:: Recorded information ::
* start *

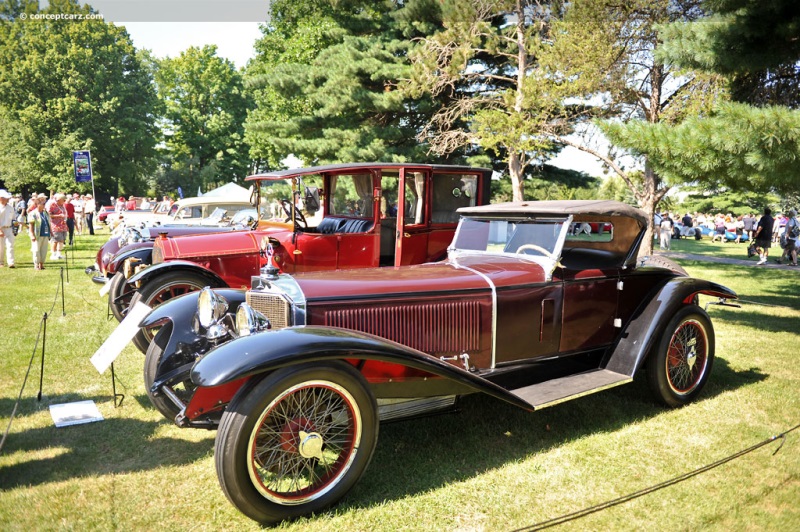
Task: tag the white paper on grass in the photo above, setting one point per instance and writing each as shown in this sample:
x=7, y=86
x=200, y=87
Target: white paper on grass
x=118, y=339
x=67, y=414
x=106, y=288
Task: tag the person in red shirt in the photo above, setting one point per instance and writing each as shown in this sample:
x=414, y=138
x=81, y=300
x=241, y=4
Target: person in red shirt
x=70, y=208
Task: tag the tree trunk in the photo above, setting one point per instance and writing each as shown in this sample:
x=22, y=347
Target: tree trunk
x=648, y=201
x=515, y=169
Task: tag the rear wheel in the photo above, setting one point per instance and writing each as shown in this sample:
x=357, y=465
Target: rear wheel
x=160, y=289
x=296, y=442
x=680, y=367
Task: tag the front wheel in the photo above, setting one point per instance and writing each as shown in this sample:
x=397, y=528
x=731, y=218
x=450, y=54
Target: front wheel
x=296, y=441
x=680, y=367
x=160, y=289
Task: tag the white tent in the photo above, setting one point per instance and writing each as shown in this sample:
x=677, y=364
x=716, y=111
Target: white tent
x=231, y=190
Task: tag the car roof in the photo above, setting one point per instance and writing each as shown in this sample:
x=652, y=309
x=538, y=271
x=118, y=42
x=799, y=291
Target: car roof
x=576, y=208
x=343, y=167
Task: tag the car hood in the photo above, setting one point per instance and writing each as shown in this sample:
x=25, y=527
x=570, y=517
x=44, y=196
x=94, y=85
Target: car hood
x=465, y=273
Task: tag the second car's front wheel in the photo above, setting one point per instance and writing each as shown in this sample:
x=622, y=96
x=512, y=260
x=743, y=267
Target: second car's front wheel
x=680, y=366
x=160, y=289
x=297, y=441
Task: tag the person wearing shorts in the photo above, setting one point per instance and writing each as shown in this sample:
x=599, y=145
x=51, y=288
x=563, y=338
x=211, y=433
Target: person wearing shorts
x=763, y=235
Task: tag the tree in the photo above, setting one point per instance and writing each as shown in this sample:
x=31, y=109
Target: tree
x=68, y=85
x=327, y=76
x=631, y=84
x=484, y=66
x=732, y=146
x=754, y=44
x=205, y=108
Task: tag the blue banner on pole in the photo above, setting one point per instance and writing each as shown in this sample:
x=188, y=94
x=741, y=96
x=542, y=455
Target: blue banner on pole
x=83, y=166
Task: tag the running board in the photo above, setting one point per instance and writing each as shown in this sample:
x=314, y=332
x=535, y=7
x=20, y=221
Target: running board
x=556, y=391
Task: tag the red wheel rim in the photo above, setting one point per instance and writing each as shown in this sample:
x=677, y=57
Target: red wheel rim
x=304, y=442
x=687, y=357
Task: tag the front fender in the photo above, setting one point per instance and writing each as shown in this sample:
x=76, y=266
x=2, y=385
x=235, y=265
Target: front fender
x=267, y=351
x=644, y=330
x=176, y=265
x=142, y=253
x=177, y=316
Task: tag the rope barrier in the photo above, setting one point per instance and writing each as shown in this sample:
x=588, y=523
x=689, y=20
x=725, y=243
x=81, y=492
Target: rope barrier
x=566, y=518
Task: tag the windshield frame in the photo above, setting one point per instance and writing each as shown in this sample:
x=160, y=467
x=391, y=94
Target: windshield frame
x=548, y=263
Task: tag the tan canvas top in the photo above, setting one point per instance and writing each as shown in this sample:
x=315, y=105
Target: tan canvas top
x=577, y=208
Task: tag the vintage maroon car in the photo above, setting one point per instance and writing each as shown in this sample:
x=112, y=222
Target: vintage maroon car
x=344, y=216
x=297, y=371
x=121, y=256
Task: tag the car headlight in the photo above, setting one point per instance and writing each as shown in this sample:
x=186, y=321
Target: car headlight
x=250, y=321
x=211, y=309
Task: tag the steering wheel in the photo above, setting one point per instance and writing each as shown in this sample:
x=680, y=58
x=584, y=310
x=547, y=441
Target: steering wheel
x=287, y=208
x=534, y=247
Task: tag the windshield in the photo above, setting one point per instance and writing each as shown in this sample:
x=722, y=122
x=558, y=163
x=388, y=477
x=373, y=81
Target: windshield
x=543, y=238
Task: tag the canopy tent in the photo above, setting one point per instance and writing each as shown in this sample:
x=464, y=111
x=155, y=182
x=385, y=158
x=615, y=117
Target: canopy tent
x=231, y=190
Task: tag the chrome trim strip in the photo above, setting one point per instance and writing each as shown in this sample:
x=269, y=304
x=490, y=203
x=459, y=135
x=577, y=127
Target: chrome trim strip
x=454, y=262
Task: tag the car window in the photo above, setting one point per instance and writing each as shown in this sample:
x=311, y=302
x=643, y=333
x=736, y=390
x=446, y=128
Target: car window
x=415, y=193
x=450, y=192
x=526, y=237
x=351, y=195
x=591, y=232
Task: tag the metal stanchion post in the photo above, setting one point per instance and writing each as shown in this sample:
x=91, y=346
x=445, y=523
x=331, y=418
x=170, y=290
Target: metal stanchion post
x=44, y=341
x=63, y=304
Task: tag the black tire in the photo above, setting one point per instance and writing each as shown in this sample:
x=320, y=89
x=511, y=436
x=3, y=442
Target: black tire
x=160, y=289
x=682, y=362
x=119, y=296
x=184, y=390
x=265, y=420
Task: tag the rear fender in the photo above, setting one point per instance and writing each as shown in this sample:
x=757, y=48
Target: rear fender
x=268, y=351
x=177, y=265
x=649, y=322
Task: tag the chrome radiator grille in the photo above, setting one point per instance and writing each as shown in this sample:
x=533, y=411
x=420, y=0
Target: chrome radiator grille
x=271, y=305
x=448, y=327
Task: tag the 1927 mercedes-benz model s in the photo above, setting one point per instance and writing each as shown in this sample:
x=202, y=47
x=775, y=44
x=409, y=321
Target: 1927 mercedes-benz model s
x=343, y=216
x=297, y=371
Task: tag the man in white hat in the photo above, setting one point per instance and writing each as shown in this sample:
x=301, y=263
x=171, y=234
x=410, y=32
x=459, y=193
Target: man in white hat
x=7, y=214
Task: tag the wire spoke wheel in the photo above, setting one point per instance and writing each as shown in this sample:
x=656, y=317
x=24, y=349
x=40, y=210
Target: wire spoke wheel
x=681, y=364
x=687, y=357
x=297, y=441
x=304, y=441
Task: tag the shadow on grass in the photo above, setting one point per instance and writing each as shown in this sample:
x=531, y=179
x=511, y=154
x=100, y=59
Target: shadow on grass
x=115, y=445
x=416, y=456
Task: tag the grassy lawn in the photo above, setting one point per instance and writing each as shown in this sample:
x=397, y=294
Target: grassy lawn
x=488, y=467
x=719, y=249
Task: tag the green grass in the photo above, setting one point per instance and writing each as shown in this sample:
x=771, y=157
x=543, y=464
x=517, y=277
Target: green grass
x=489, y=467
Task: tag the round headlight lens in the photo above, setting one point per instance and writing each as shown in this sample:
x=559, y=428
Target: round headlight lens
x=211, y=308
x=250, y=321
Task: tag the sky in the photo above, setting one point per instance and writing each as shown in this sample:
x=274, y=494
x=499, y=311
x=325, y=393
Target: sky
x=235, y=41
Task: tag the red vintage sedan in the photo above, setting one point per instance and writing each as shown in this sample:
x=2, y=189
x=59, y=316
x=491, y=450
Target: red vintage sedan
x=332, y=217
x=297, y=371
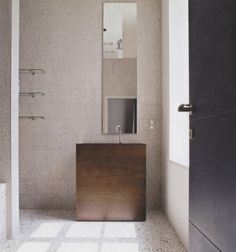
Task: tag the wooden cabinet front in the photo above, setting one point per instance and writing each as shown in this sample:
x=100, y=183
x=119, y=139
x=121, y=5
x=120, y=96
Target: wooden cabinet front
x=111, y=182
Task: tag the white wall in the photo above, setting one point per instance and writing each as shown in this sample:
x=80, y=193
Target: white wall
x=9, y=58
x=175, y=125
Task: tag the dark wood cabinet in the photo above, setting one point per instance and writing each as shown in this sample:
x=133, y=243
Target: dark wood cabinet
x=111, y=182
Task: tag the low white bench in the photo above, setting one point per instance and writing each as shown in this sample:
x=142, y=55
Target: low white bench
x=2, y=211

* end *

:: Problem description ::
Could you turn the lines above into a JSON list of strings, with one string per line and blank lines omitted? Begin at the first line, stop after the line that has "x=763, y=235" (both ends included), and leave the pictures out.

:: Response to the task ::
[
  "Task: tag the white paper on grass in the photo above, setting one point per instance and writing each as shown in this sample:",
  "x=7, y=86",
  "x=200, y=87",
  "Target: white paper on grass",
  "x=118, y=339",
  "x=67, y=414",
  "x=106, y=288",
  "Task: tag the person in red shirt in the photo above, setting one point per instance and writing each as shown in this sample:",
  "x=414, y=138",
  "x=81, y=300",
  "x=241, y=4",
  "Target: person in red shirt",
  "x=70, y=208",
  "Task: tag the tree trunk in the photo above, setting one point per instance and writing each as shown in this sample:",
  "x=22, y=347",
  "Target: tree trunk",
  "x=648, y=201",
  "x=515, y=169",
  "Task: tag the rear wheel in the photo above, setting one point per instance and writing each as shown in this sample:",
  "x=357, y=465",
  "Target: rear wheel",
  "x=160, y=289",
  "x=296, y=442",
  "x=680, y=367",
  "Task: tag the front wheel in the photo above, setting one point per instance and writing each as shown in this sample:",
  "x=397, y=528",
  "x=731, y=218",
  "x=450, y=54",
  "Target: front wheel",
  "x=296, y=441",
  "x=680, y=367",
  "x=160, y=289",
  "Task: tag the white tent in the photo above, setting one point per instance and writing each as shown in this sample:",
  "x=677, y=364",
  "x=716, y=111",
  "Target: white tent",
  "x=231, y=190",
  "Task: tag the car roof in the photo above, setting one point per instance and writing each as shown in this sample:",
  "x=652, y=309",
  "x=538, y=271",
  "x=118, y=42",
  "x=799, y=291",
  "Target: car roof",
  "x=576, y=208",
  "x=343, y=167",
  "Task: tag the car hood in the photo above, setting one point per instance and writing each as shown in this sample:",
  "x=25, y=527",
  "x=570, y=517",
  "x=44, y=196",
  "x=94, y=85",
  "Target: car hood",
  "x=465, y=273",
  "Task: tag the second car's front wheel in the photo above, setting one point per instance and writing each as shown in this sample:",
  "x=622, y=96",
  "x=512, y=260",
  "x=743, y=267",
  "Target: second car's front wheel",
  "x=680, y=366",
  "x=160, y=289",
  "x=297, y=441",
  "Task: tag the person wearing shorts in the photo above, setting one point per instance and writing each as shown in this sample:",
  "x=599, y=145",
  "x=51, y=288",
  "x=563, y=338",
  "x=211, y=433",
  "Target: person wearing shorts",
  "x=763, y=235"
]